**TO BE DONE**
1/ Answer these questions using the game-design excerpt:
(a) In kula exchange, what was one supposed to give upon receiving a pair of armbands?
(b) How many players took part in each of the blind playtest games?
(c) What label does the writer give to the last three complaints?
2/ Write the passage that comes after the final sentence of the game-design excerpt.

BTW: The new kula model is rather thematic. Kula primarily consisted of shell armbands (mwali) and necklaces (veigun or soulava). The armbands moved one way around the kula ring and the necklaces the other. Upon receipt of a pair of armbands one was supposed to give a set of necklaces and visa versa. Theme baby!

Feeling the wet (d)ark

Benjamin Keightly and Morgan Dontanville were both kind enough to blind playtest ‘Ohana Proa recently. Both played 5 player games. Both had similar and related complaints and praise. Paraphrasing and summarising heavily:

  1. The early game is too procedural
  2. The game doesn’t get started fast enough
  3. The first third of the game seems like setup for the real game
  4. It takes too long
  5. Kahunas are wonderful (A neat quote here that I hope the poster doen’t mind me revealing: Nowhere is your famous line about torquing the incentive grid more palpable than with the way kahunas operate. Every one of us thought they were fantastic.)
  6. Income rates were far lower than usual for here (eg about 2-3 whole turns lower)
  7. The turn order auction is too chaotic
  8. The network is too large
  9. There are too many currencies and currency bookkeeping tasks

The first four complaints clearly form a set which can likely be summated as Slow Start. The lower income is probably explicable by inexperience. The last three also seem a set which I’ll generously lable Opaque/Confusing.

**LISTED RECORDS**
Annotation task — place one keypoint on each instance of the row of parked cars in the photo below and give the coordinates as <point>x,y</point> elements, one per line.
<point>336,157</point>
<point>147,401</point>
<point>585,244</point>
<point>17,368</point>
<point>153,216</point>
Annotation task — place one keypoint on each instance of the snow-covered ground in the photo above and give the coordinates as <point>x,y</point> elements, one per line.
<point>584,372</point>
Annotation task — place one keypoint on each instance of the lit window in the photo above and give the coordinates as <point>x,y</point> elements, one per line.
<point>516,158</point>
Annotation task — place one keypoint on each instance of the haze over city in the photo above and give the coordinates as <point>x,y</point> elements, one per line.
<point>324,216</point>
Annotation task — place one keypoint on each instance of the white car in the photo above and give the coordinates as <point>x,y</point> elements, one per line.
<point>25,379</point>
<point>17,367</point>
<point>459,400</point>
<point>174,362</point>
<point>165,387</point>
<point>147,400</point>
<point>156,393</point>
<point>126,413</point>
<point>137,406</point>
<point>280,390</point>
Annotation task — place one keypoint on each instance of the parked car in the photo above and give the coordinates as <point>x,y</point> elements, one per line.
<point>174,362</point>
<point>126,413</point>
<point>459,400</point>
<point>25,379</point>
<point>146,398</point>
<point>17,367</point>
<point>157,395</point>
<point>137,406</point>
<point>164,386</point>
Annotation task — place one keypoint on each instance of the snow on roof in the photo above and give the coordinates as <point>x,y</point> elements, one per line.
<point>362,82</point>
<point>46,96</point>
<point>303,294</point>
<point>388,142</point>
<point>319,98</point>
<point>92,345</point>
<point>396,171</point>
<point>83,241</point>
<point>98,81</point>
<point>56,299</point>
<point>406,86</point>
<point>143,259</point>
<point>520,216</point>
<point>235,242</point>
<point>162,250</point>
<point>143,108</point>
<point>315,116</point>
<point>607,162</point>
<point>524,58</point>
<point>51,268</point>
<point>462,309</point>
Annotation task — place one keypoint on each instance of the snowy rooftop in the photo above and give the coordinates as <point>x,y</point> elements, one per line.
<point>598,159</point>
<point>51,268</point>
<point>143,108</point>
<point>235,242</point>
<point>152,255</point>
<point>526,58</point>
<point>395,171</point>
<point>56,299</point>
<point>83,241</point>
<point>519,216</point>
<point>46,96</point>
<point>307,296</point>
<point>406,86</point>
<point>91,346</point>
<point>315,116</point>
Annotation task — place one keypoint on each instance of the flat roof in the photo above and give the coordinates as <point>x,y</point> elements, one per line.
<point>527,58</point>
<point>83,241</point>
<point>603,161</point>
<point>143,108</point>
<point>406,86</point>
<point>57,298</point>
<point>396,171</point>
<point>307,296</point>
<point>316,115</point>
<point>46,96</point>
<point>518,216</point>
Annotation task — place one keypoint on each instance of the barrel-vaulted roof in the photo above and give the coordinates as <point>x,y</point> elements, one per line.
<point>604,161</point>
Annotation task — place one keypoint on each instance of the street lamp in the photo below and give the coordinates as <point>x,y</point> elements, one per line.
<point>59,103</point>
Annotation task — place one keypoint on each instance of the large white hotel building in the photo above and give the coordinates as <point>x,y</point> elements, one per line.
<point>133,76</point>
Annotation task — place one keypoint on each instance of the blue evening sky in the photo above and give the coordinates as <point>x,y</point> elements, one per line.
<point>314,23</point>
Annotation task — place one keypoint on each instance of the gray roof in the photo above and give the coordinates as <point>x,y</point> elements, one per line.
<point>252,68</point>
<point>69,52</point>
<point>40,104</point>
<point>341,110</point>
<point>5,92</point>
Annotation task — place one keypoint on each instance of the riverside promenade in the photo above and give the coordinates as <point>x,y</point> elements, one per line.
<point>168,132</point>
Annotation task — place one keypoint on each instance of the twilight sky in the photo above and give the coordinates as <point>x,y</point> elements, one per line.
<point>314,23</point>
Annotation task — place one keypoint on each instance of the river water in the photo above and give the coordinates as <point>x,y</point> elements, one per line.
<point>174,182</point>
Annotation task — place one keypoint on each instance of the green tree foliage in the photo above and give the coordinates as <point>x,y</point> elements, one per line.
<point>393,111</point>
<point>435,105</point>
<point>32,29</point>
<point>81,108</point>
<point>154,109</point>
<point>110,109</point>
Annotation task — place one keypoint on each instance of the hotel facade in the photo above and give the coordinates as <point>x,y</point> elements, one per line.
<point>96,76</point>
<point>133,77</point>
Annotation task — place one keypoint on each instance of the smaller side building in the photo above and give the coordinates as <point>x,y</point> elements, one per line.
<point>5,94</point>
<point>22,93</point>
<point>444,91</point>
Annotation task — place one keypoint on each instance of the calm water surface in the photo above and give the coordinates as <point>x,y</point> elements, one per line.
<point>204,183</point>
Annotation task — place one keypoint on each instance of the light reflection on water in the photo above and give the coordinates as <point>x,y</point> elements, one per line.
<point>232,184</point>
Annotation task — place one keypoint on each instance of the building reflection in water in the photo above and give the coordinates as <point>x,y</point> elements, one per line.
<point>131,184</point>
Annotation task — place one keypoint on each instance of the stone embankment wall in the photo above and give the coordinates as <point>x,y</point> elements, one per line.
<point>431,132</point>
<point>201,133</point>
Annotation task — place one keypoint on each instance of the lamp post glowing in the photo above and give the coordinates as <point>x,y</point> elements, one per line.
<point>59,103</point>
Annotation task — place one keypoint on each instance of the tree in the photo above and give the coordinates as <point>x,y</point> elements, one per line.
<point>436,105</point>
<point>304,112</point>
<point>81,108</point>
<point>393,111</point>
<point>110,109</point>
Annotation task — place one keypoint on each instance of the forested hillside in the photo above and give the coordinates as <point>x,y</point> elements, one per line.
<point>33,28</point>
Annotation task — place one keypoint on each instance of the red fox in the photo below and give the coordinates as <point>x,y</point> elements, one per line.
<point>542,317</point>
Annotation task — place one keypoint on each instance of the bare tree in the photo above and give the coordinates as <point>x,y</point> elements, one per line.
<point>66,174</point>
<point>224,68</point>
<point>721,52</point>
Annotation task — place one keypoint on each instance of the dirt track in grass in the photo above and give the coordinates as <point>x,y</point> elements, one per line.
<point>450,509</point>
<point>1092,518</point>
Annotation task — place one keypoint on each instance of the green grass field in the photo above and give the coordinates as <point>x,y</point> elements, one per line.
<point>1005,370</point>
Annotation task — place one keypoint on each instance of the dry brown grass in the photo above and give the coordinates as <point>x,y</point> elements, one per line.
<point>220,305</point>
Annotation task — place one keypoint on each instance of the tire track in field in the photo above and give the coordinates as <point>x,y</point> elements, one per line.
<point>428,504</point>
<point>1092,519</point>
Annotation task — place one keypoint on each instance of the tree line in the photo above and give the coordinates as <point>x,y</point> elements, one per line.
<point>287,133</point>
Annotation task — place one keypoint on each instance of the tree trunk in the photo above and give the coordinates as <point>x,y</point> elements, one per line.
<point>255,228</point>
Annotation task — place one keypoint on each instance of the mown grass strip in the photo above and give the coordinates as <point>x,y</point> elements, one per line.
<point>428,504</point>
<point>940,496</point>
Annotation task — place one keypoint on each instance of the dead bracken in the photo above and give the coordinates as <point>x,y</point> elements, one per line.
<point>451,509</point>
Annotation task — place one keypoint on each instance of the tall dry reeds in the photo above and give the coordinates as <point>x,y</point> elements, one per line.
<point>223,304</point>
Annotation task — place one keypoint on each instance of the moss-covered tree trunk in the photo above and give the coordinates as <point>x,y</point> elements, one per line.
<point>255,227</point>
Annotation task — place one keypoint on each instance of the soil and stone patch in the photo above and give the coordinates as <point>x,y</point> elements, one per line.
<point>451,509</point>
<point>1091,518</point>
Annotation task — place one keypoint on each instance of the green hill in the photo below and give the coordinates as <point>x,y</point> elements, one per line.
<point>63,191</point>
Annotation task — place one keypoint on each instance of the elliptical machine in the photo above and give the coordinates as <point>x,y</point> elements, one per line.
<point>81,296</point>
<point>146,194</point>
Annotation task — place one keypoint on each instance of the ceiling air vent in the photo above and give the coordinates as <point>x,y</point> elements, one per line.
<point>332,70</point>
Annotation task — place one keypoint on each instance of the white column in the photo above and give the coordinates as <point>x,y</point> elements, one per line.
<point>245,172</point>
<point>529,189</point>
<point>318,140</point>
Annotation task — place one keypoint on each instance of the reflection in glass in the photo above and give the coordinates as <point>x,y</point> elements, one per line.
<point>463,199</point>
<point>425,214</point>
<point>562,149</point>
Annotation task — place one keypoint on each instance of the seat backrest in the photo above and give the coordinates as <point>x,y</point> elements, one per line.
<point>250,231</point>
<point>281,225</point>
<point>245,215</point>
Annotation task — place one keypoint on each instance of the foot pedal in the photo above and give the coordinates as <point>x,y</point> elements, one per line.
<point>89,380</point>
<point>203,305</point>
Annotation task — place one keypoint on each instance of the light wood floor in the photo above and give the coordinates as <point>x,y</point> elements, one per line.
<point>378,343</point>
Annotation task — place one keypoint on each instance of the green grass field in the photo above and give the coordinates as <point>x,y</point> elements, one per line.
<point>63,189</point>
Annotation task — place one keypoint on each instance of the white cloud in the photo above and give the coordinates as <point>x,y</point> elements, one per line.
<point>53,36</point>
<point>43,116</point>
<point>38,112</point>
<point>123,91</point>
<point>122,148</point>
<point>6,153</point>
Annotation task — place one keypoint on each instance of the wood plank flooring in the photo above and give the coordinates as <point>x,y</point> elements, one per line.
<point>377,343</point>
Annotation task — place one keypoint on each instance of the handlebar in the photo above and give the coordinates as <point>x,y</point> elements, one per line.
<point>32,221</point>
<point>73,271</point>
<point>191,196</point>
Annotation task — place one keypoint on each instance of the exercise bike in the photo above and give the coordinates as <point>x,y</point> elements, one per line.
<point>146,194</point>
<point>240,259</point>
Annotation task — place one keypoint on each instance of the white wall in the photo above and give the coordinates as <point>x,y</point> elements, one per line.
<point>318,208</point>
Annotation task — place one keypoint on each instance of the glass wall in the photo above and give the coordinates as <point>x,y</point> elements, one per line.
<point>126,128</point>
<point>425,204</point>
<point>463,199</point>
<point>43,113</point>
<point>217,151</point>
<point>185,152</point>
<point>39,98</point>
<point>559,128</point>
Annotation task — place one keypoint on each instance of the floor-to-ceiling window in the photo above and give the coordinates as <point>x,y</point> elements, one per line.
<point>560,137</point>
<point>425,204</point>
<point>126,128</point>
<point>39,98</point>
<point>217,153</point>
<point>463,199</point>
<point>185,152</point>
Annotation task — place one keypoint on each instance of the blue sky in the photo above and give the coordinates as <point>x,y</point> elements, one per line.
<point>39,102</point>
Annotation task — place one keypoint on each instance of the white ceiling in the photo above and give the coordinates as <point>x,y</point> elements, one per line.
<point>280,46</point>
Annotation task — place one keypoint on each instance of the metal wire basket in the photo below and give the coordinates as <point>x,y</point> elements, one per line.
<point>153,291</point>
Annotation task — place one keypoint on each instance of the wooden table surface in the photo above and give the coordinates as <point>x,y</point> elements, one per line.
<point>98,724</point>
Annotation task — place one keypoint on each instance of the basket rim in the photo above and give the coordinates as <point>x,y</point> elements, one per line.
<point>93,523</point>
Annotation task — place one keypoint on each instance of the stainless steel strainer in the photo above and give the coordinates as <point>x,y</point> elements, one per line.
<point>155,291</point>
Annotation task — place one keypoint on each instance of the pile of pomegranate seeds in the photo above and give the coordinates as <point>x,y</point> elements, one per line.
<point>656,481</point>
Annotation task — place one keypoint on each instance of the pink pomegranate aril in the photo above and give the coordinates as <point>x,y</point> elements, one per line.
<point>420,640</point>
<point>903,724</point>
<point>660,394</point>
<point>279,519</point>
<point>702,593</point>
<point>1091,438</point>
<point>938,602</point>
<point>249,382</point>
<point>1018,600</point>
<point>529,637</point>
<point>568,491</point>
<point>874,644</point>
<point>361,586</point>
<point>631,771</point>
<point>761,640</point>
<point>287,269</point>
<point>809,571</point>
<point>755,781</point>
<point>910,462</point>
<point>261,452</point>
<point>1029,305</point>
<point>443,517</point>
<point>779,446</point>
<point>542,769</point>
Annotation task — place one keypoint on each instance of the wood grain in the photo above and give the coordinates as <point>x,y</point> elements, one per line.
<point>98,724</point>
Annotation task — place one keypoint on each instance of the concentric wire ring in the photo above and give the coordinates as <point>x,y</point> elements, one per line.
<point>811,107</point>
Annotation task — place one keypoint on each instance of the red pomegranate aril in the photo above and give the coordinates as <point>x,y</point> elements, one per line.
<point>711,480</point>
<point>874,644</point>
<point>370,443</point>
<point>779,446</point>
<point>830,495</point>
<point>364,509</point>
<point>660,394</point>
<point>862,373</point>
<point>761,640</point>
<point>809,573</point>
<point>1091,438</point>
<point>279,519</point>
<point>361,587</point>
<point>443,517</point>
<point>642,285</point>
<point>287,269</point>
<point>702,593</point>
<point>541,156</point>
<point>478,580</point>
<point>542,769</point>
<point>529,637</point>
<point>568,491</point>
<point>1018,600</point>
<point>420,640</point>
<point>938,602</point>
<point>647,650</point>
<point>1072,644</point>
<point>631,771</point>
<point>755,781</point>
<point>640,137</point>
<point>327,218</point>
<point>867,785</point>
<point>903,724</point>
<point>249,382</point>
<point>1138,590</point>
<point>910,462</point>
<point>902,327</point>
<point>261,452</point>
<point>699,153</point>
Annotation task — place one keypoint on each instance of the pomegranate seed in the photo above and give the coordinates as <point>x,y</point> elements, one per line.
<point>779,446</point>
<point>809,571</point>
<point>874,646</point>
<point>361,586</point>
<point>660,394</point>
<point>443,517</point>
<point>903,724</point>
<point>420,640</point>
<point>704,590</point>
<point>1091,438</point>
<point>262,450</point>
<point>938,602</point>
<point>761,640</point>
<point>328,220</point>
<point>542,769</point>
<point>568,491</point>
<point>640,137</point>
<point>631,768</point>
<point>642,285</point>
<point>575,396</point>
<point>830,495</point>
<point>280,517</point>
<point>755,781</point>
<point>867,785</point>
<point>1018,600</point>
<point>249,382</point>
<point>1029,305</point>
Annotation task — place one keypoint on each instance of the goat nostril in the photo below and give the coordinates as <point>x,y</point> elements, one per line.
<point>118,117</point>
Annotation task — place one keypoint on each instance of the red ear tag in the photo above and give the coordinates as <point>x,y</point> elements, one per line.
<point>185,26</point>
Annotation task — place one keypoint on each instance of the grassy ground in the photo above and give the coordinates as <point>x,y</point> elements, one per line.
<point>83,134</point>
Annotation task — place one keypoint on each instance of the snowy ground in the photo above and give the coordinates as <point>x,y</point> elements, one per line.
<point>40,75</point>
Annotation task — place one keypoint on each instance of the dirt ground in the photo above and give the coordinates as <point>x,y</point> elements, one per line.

**ANSWERS FOR THE EXERCISE**
1/
(a) A set of necklaces.
(b) Five.
(c) Opaque/Confusing.

2/
After getting over the traditional they’re criticising my baby reaction I think they have a point or three and likely very good ones. They’ve made a variety of proposals for addressing the Slow Start none of which appeal directly as they lose other qualities I still (wrongly?) feel significant. Ben also has a bunch of quite credible suggestions for the Opaque/Confusing which make sense but also head off in the woods from the problems I’d like the game to address. It will take a bit to digest that impedance.

Clubbing issues and joins

The idea of different merger and floatation rules is growing on me.
Proposal: 1. All companies are limited to 3 bank pool shares each (!)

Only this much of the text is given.